Gather each line of the listing below that contains the string "colon", and copy those lines out in full.

+ + + + + + +

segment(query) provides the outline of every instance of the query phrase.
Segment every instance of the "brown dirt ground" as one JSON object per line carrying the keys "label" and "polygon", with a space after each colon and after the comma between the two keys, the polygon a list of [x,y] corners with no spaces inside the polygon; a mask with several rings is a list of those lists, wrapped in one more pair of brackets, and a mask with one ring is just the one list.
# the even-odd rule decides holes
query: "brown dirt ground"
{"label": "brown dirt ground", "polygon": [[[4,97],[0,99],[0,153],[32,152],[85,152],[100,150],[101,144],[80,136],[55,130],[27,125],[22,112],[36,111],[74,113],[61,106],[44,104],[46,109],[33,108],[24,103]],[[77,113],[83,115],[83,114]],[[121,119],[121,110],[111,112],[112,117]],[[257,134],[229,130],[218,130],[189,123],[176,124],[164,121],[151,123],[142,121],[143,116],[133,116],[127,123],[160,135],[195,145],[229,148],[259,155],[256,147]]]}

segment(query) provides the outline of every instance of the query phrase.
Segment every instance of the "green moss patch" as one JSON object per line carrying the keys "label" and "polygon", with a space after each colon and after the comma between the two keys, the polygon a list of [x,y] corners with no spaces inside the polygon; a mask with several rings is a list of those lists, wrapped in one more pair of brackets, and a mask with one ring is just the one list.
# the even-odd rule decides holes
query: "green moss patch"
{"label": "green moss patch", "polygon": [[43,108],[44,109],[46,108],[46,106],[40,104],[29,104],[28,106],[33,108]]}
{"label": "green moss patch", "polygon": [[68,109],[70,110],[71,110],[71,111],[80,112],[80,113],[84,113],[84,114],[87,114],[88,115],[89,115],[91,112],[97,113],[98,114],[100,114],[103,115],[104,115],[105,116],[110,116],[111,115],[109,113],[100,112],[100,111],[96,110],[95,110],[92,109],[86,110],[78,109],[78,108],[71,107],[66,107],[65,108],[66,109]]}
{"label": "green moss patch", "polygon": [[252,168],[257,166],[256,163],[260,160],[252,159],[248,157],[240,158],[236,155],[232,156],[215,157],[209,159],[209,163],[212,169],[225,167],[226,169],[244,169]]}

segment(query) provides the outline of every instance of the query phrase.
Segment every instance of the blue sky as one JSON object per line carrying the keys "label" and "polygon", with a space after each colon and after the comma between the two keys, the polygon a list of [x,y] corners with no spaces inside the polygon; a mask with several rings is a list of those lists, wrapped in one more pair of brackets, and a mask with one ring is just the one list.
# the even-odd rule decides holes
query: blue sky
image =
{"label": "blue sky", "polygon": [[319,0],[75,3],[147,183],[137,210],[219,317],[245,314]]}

+ + + + + + +

• Answer below:
Segment every instance of the "brown dirt ground" as one JSON object per line carrying the keys "label" and "polygon", with a space after each colon and after the comma between the two keys, the polygon a list of [x,y] corners with no spaces inside the polygon; a mask with several rings is a list of those lists, wrapped in one more pair of brackets, and a mask with one ring is just the one list.
Segment every instance of the "green moss patch" as one JSON object per line carrying the keys "label" and "polygon", with a space after each colon and after the comma between the two keys, the polygon a list of [x,y] corners with no spaces inside the polygon; a mask with several rings is a list of those lists, wrapped in one more pair of brackets, and a mask with one ring is just the one list.
Segment every instance of the blue sky as one JSON object per line carrying the keys "label" and "polygon", with a space after each colon and after the comma between the two keys, the polygon a list of [x,y] corners with no spaces inside the polygon; a mask with several rings is a list of those lists, wrapped in one more pair of brackets, and a mask with one ring is just the one list.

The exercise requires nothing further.